▼

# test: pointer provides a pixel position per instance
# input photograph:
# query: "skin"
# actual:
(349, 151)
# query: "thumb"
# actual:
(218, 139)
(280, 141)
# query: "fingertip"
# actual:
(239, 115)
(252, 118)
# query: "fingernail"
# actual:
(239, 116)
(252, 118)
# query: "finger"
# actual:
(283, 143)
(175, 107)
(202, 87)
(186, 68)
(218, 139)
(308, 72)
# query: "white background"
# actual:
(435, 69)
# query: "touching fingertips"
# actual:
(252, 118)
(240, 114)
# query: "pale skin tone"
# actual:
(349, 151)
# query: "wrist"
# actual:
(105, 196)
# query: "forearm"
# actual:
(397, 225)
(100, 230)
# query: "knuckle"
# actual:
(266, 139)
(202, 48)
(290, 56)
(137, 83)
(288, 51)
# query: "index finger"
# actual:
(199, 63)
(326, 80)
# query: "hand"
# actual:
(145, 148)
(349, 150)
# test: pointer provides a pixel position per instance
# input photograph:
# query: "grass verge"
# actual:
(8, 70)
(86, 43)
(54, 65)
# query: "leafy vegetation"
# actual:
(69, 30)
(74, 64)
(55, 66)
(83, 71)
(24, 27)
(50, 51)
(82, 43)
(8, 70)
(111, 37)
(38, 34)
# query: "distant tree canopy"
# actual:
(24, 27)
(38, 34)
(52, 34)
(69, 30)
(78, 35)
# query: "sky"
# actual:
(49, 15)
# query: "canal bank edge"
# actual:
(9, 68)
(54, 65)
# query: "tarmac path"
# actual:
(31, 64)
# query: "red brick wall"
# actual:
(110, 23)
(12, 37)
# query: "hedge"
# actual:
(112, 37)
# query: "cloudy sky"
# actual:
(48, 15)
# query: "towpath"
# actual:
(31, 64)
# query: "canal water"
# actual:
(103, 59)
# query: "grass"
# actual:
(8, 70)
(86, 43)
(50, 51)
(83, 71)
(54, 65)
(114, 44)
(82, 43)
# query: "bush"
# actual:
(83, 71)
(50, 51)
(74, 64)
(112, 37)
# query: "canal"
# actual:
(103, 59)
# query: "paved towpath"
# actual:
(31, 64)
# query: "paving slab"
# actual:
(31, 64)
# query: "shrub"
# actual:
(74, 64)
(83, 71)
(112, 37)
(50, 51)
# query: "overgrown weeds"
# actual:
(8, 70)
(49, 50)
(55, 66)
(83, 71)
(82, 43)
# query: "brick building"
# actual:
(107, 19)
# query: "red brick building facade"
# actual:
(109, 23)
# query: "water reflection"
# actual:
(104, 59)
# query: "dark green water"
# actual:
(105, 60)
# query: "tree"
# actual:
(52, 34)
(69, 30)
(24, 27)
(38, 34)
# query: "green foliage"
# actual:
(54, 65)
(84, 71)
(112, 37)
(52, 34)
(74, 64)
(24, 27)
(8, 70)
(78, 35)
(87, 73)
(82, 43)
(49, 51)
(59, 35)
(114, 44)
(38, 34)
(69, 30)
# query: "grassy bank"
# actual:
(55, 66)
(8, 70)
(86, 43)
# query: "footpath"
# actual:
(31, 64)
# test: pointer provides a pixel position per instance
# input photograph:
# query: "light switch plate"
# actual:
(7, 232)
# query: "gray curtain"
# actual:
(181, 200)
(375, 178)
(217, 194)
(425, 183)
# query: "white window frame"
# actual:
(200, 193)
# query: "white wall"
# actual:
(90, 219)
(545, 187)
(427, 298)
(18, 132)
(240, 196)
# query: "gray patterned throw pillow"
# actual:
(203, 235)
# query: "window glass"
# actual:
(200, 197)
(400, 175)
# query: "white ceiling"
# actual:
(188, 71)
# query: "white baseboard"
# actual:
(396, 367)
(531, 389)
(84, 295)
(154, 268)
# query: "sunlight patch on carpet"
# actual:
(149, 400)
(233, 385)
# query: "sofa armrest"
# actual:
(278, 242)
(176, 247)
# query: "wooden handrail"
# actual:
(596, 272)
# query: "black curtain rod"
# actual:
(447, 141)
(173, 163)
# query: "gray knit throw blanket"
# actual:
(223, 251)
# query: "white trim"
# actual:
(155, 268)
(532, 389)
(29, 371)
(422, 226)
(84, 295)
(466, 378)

▲

● What you will do: Each record is to be restated word for word.

● Response below:
# test: pointer provides a pixel position per instance
# input photograph:
# query: "skin"
# actual:
(349, 151)
# query: "thumb"
# actual:
(218, 139)
(280, 141)
# query: "fingertip"
# actual:
(239, 115)
(252, 118)
# query: "fingernail"
# actual:
(239, 116)
(252, 118)
# query: "finger"
# actual:
(283, 143)
(175, 107)
(202, 87)
(186, 68)
(218, 139)
(308, 72)
# query: "white background"
# actual:
(435, 69)
# query: "touching fingertips"
# actual:
(252, 118)
(240, 114)
# query: "pale skin tone"
# actual:
(349, 151)
# query: "wrist"
# actual:
(105, 196)
# query: "forearm"
# actual:
(397, 225)
(100, 230)
# query: "knuckle"
# actual:
(266, 139)
(202, 48)
(290, 56)
(137, 83)
(288, 51)
# query: "index finger"
# actual:
(199, 63)
(326, 80)
# query: "hand"
# actual:
(145, 148)
(349, 150)
# test: pointer provides a pixel position per instance
# input photograph:
# query: "grass verge"
# actual:
(8, 70)
(86, 43)
(54, 65)
# query: "leafy vegetation"
# actual:
(69, 30)
(74, 64)
(55, 66)
(83, 71)
(24, 27)
(50, 51)
(82, 43)
(8, 70)
(111, 37)
(38, 34)
# query: "distant tree canopy"
# actual:
(24, 27)
(38, 34)
(52, 34)
(69, 30)
(78, 35)
# query: "sky"
# actual:
(49, 15)
# query: "canal bank edge"
# actual:
(9, 68)
(54, 65)
# query: "tarmac path"
# actual:
(31, 64)
# query: "red brick wall"
# actual:
(110, 23)
(12, 37)
# query: "hedge"
# actual:
(112, 37)
# query: "cloudy sky"
# actual:
(48, 15)
# query: "towpath"
# actual:
(31, 64)
# query: "canal water"
# actual:
(103, 59)
# query: "grass"
# actual:
(8, 70)
(86, 43)
(50, 51)
(83, 71)
(54, 65)
(114, 44)
(82, 43)
# query: "bush"
# actual:
(83, 71)
(50, 51)
(74, 64)
(112, 37)
# query: "canal"
# actual:
(103, 59)
# query: "paved towpath"
# actual:
(31, 64)
# query: "paving slab"
# actual:
(31, 64)
# query: "shrub"
# actual:
(74, 64)
(83, 71)
(112, 37)
(50, 51)
# query: "overgrown weeds"
# actual:
(8, 70)
(49, 50)
(55, 66)
(83, 71)
(82, 43)
# query: "brick building"
# actual:
(107, 19)
# query: "red brick building facade"
# actual:
(109, 23)
# query: "water reflection"
# actual:
(104, 59)
# query: "dark green water"
# actual:
(105, 60)
# query: "tree"
# actual:
(52, 34)
(69, 30)
(24, 27)
(38, 34)
# query: "green foliage"
# actual:
(54, 65)
(84, 71)
(112, 37)
(52, 34)
(74, 64)
(24, 27)
(8, 70)
(78, 35)
(87, 73)
(82, 43)
(49, 51)
(59, 35)
(114, 44)
(38, 34)
(69, 30)
# query: "grassy bank"
# actual:
(55, 66)
(8, 70)
(86, 43)
# query: "footpath"
# actual:
(31, 64)
# test: pointer provides a pixel position per instance
# input photograph:
# query: "light switch plate"
# actual:
(7, 232)
# query: "gray curtain"
# actual:
(181, 200)
(375, 178)
(217, 194)
(425, 183)
# query: "white window frame"
# actual:
(200, 193)
# query: "white wall"
# actual:
(90, 219)
(545, 187)
(427, 298)
(18, 132)
(240, 196)
# query: "gray patterned throw pillow"
# actual:
(203, 235)
# query: "window glass"
# actual:
(200, 197)
(400, 175)
# query: "white ceiling"
# actual:
(188, 71)
# query: "white baseboard"
# actual:
(396, 367)
(531, 389)
(84, 295)
(154, 268)
# query: "sunlight patch on carpet"
# actual:
(149, 400)
(233, 385)
# query: "sofa armrest"
# actual:
(278, 242)
(176, 247)
# query: "wooden handrail"
# actual:
(596, 272)
# query: "black curtain rod"
# actual:
(447, 141)
(173, 163)
# query: "gray knit throw blanket"
# actual:
(223, 251)
# query: "white trim"
# actual:
(155, 268)
(532, 389)
(29, 371)
(422, 226)
(84, 295)
(466, 378)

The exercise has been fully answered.